#### [Task to complete]
Below are some entries. Repeat exactly the lines from the one with "Target: pom pom on bonnet" through the one with "pixel 648 492", and only those.

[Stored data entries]
================
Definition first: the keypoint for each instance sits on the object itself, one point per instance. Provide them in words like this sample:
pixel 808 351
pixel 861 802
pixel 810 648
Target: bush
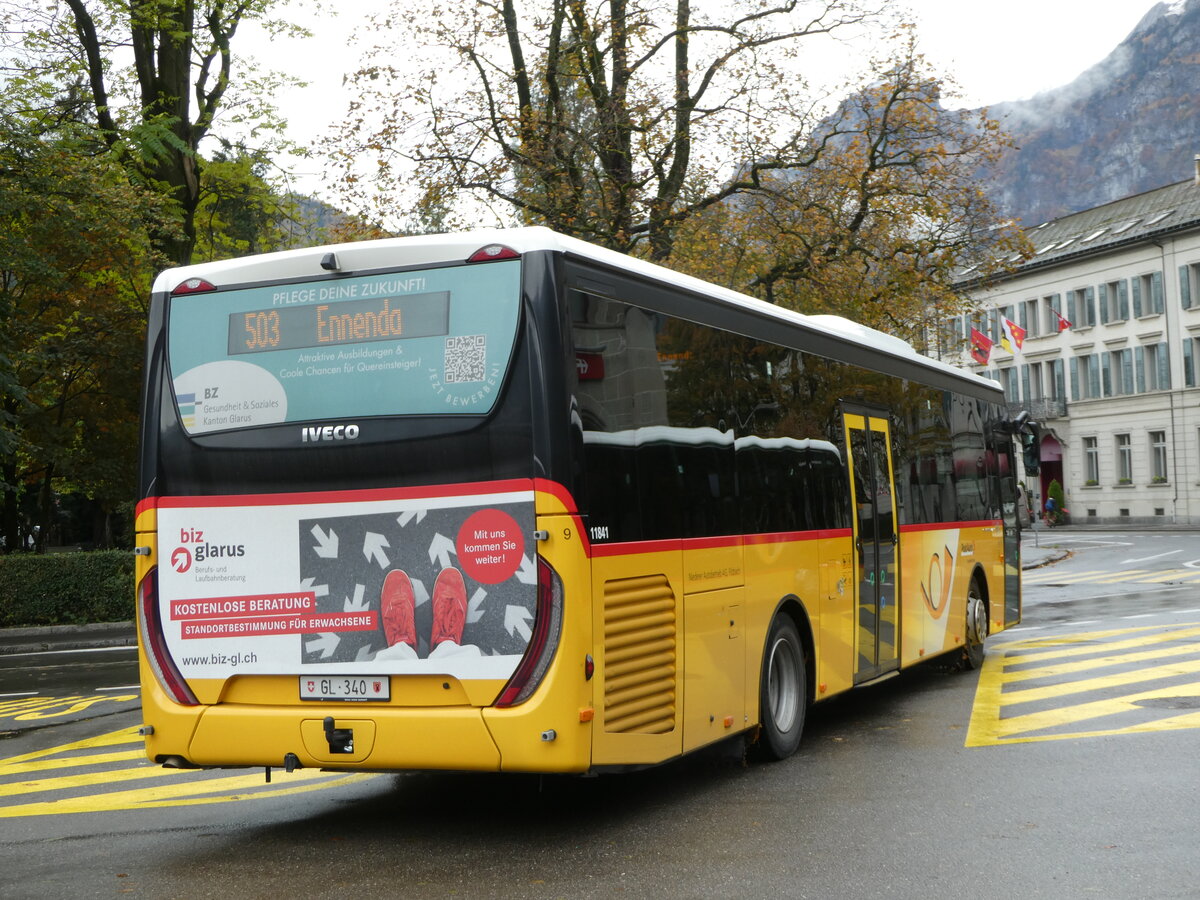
pixel 66 588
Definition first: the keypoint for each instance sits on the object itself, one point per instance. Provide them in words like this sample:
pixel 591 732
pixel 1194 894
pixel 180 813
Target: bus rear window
pixel 429 342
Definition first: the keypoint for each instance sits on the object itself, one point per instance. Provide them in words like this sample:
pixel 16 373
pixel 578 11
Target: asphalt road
pixel 1066 768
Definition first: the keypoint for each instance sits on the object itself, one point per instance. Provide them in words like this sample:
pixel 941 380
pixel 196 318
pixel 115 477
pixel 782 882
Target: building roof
pixel 1131 220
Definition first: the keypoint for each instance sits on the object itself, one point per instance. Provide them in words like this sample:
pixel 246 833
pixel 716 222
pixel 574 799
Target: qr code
pixel 466 355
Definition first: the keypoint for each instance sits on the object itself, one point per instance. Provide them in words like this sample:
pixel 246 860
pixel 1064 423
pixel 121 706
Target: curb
pixel 67 637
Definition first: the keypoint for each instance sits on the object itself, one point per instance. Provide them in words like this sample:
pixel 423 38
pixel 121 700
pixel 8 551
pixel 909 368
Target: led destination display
pixel 388 318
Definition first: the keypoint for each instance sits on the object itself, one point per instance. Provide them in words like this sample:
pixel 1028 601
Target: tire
pixel 783 690
pixel 976 628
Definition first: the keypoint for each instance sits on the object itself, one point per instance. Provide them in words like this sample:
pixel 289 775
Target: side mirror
pixel 1031 448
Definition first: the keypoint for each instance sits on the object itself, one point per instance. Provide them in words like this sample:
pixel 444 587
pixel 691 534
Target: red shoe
pixel 396 609
pixel 449 607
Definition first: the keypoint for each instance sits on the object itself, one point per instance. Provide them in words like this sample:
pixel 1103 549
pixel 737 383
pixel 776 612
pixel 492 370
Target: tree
pixel 615 123
pixel 155 115
pixel 882 222
pixel 75 269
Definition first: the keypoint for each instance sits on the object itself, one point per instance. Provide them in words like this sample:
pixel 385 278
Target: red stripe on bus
pixel 382 493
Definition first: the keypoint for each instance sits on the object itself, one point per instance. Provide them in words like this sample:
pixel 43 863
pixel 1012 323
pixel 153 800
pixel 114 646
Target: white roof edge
pixel 460 245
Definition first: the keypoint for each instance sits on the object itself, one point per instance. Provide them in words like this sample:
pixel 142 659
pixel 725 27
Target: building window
pixel 1091 461
pixel 1153 365
pixel 1115 301
pixel 1029 318
pixel 1158 456
pixel 1008 382
pixel 1081 307
pixel 1050 310
pixel 1189 286
pixel 1125 460
pixel 1117 373
pixel 1085 377
pixel 1147 294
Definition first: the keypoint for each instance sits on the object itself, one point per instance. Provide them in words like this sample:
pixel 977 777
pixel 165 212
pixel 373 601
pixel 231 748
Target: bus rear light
pixel 154 646
pixel 193 286
pixel 547 628
pixel 492 252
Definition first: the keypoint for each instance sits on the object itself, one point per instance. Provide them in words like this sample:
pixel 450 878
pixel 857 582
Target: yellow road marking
pixel 1008 709
pixel 174 787
pixel 34 708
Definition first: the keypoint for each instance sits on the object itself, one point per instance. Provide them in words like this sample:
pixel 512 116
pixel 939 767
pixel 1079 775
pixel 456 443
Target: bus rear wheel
pixel 976 627
pixel 783 690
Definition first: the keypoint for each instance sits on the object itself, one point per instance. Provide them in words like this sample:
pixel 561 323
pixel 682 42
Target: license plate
pixel 345 688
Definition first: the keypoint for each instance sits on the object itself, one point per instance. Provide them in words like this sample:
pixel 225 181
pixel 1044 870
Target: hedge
pixel 66 588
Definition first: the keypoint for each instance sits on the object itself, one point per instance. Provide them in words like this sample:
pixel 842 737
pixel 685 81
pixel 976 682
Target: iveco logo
pixel 328 432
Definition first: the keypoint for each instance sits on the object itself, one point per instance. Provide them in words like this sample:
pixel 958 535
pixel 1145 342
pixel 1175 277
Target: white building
pixel 1117 393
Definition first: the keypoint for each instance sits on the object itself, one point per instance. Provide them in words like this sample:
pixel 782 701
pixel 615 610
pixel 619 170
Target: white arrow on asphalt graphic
pixel 324 645
pixel 317 589
pixel 358 604
pixel 516 619
pixel 372 549
pixel 441 549
pixel 327 544
pixel 528 571
pixel 475 607
pixel 412 515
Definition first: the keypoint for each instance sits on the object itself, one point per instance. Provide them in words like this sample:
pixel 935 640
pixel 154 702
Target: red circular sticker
pixel 490 546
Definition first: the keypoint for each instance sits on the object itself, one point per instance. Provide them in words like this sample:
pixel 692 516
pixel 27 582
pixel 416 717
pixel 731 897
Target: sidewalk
pixel 67 637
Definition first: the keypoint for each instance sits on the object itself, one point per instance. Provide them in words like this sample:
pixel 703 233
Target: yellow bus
pixel 504 501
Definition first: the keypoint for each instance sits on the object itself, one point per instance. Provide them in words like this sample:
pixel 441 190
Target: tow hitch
pixel 341 741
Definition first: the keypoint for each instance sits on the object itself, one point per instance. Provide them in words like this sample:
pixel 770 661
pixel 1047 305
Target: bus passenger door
pixel 876 537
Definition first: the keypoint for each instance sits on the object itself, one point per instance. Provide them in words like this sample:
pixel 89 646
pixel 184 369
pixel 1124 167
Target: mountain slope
pixel 1129 124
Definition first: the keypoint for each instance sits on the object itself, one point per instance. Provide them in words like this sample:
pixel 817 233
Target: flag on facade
pixel 981 347
pixel 1013 336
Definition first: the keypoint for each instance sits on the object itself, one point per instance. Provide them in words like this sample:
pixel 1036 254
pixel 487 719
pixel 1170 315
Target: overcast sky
pixel 994 51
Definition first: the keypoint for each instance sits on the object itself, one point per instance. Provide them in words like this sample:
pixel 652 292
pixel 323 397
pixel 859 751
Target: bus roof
pixel 459 246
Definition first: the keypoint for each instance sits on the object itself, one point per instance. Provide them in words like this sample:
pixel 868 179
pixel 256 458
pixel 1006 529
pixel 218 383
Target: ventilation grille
pixel 640 655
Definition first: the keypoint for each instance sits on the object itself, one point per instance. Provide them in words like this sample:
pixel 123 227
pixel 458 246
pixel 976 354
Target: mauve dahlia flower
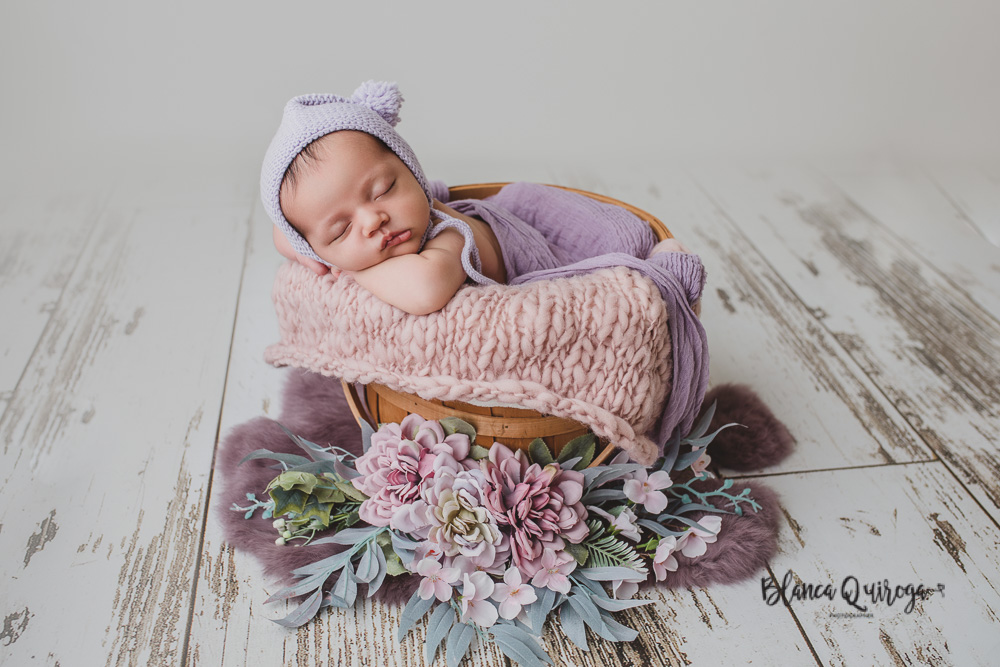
pixel 540 506
pixel 398 464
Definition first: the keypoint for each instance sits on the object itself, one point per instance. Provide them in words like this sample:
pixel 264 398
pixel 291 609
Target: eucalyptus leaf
pixel 351 491
pixel 685 520
pixel 349 536
pixel 346 587
pixel 438 625
pixel 413 612
pixel 582 446
pixel 326 566
pixel 571 464
pixel 303 613
pixel 602 495
pixel 459 640
pixel 455 425
pixel 316 452
pixel 539 452
pixel 587 610
pixel 578 551
pixel 393 564
pixel 611 573
pixel 659 529
pixel 344 470
pixel 368 565
pixel 572 625
pixel 700 443
pixel 300 588
pixel 540 608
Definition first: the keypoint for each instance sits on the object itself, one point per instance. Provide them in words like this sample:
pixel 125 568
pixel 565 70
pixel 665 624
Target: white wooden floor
pixel 861 301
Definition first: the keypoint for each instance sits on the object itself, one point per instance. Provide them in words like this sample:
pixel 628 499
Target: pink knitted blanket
pixel 593 347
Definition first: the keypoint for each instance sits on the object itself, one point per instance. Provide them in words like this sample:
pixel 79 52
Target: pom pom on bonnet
pixel 373 108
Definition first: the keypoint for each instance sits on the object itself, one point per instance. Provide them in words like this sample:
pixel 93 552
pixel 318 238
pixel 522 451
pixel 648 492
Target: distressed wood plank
pixel 929 348
pixel 934 216
pixel 975 191
pixel 40 243
pixel 761 334
pixel 107 443
pixel 908 524
pixel 230 620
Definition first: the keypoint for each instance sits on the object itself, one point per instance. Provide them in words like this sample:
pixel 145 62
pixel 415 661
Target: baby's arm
pixel 419 283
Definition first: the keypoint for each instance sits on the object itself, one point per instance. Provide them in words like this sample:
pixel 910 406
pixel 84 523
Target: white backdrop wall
pixel 491 86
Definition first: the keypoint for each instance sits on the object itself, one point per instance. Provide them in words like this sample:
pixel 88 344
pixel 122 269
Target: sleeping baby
pixel 348 196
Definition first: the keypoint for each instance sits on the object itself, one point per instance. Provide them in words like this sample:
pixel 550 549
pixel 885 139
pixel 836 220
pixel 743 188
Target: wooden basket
pixel 514 427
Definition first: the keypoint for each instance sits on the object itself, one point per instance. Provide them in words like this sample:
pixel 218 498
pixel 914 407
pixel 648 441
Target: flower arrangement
pixel 500 539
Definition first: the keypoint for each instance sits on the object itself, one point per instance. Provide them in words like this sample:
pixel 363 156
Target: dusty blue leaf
pixel 659 529
pixel 383 568
pixel 301 588
pixel 438 625
pixel 316 452
pixel 610 573
pixel 349 536
pixel 540 608
pixel 459 640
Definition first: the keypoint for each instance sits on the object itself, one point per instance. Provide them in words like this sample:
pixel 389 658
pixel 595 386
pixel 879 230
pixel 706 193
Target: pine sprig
pixel 609 551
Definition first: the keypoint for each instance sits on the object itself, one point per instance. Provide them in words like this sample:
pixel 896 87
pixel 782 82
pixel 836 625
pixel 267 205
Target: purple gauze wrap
pixel 373 109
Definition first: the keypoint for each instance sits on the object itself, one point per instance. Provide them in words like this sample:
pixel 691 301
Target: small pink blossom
pixel 512 594
pixel 475 600
pixel 437 580
pixel 694 542
pixel 645 490
pixel 553 572
pixel 664 560
pixel 624 523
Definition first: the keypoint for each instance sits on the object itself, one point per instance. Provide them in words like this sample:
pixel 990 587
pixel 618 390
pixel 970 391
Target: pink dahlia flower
pixel 538 507
pixel 401 460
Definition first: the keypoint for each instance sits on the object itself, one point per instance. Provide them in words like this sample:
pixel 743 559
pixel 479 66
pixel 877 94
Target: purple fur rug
pixel 315 408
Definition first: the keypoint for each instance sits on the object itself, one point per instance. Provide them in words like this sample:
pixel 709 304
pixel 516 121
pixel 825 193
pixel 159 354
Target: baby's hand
pixel 669 245
pixel 286 249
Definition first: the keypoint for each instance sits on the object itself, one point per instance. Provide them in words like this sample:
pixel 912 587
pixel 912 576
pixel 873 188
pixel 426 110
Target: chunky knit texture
pixel 594 348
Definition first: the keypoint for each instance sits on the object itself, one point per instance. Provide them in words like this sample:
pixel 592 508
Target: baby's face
pixel 358 204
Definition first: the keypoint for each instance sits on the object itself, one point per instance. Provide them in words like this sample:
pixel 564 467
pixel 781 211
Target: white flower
pixel 644 490
pixel 437 580
pixel 694 542
pixel 512 594
pixel 475 603
pixel 664 560
pixel 624 523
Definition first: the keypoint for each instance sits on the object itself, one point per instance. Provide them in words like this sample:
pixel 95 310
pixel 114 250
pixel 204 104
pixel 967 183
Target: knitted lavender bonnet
pixel 373 108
================
#### [Completed task]
Target: pom pom on bonnet
pixel 373 108
Definition first: the keypoint for each instance sits on the object itself, one point per instance. Provide them in words like this sample:
pixel 93 552
pixel 318 238
pixel 522 451
pixel 648 492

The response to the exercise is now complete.